:: PASSAGE FOR REVIEW ::
################

Farmer Focus: Anti-GM lawsuits could hurt food production
Not a week goes by without reading something negative about GM crops on the internet or in printed news.
Even so, I was surprised to see an advert from a law firm in our local newspaper tying Monsanto’s Roundup (glyphosate) to non-Hodgkin lymphoma and other “serious medical conditions”.
American law firms frequently advertise in an attempt to encourage people to sue others.
It seems to me Monsanto is being singled out as the most evil company and Roundup as the most evil chemical.
I am not a doctor or scientist, but much of what I am seeing doesn’t appear to be factual. I have read that GM corn and soya beans have been tied to infertility in livestock.
See also: Read more from our arable Farmer Focus writers
My cattle eat GM grain and silage all winter and seem no less fertile than they did before. Deer graze my GM soya beans and wild turkeys gobble my corn every day and they all seem quite prolific.
I also often see it claimed that Monsanto somehow coerces or tricks farmers into using its products.
I personally do not know anyone who has ever had their arm twisted in an attempt to make them plant GM crops. I do it because it is what works best on my farm.
I am not pro or anti-Monsanto. I think there is a risk using any chemical and that agriculture often relies too heavily on them.
But I also remember the hot, humid days spent with my brother and dad out in the soya bean fields with a hoe. We did a lot of work to weed a few acres. More than once weeds took out a field of soya beans.
The internet is full of “experts” who can say anything they like without any credentials and sometimes the more disturbing the claim, the more people believe it.
I worry that companies that develop the products we use to keep crops and livestock healthy will see so much financial drag from defending themselves from lawsuits, they will find other ways to make money than producing the tools farmers need.
I don’t see the bloggers and lawyers descending on farms with hoes to clean up the fields after that happens.
Brian Hind farms 1,250ha of prairie land, of which 770ha is family owned and the rest rented. Of this, 330ha is arable cropping with maize, soya, grain sorghum, alfalfa plus a mix of rye, triticale and turnips for grazing by 200 beef cattle. Grassland is used to produce hay.

################

:: RECORDED DATA ::

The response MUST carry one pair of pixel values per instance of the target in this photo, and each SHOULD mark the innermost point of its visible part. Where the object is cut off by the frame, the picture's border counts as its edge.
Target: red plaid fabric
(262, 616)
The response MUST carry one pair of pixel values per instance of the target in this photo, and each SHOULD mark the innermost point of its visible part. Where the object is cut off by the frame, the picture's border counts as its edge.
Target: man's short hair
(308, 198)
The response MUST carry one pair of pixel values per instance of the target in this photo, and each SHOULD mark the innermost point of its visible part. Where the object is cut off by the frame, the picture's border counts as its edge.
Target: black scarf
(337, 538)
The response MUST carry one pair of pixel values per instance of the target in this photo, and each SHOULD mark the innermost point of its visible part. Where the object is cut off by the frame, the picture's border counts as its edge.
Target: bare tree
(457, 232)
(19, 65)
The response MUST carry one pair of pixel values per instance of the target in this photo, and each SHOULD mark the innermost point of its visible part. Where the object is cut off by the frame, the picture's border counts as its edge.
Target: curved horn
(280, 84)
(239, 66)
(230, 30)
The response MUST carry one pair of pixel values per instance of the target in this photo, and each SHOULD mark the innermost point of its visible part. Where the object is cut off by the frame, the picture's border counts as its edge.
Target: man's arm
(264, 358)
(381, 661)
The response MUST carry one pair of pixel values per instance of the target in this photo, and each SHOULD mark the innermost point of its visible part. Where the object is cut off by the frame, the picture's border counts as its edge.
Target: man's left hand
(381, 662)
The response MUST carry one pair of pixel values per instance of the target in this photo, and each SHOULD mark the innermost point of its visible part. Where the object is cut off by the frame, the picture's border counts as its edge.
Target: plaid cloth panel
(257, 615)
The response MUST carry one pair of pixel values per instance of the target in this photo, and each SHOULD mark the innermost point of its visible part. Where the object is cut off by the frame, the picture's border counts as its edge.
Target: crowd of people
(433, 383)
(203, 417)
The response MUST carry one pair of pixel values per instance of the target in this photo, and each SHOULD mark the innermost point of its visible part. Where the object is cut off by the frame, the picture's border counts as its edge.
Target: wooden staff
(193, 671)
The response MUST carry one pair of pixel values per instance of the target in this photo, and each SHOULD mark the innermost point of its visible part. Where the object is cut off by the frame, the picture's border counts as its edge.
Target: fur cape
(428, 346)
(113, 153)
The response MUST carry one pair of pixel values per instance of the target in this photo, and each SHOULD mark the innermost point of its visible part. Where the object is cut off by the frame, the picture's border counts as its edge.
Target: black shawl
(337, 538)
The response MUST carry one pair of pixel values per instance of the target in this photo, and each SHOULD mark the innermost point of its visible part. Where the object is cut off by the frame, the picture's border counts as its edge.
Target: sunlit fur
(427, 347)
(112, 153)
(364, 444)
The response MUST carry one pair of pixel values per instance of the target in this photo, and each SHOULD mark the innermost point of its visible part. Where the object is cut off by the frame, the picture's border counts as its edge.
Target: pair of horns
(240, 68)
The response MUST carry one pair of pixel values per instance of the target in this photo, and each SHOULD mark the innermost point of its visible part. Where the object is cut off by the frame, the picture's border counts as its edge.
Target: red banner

################

:: SET OF TASKS ::
1. In the column on GM crops, turn the paragraph beginning "Brian Hind farms 1,250ha" into a bulleted list that keeps its main facts.
2. Answer these questions from the column on GM crops:
(a) What medical condition did the law firm's newspaper advert tie to Roundup?
(b) What do the writer's cattle eat all winter?
(c) How many beef cattle are on the farm?

:: ANSWERS PROVIDED ::
1.
- Brian Hind farms 1,250ha of prairie land.
- 770ha is family owned, and the rest is rented.
- 330ha is arable cropping: maize, soya, grain sorghum, alfalfa, and a mix of rye, triticale and turnips for grazing by 200 beef cattle.
- Grassland is used to produce hay.

2.
(a) Non-Hodgkin lymphoma.
(b) GM grain and silage.
(c) 200.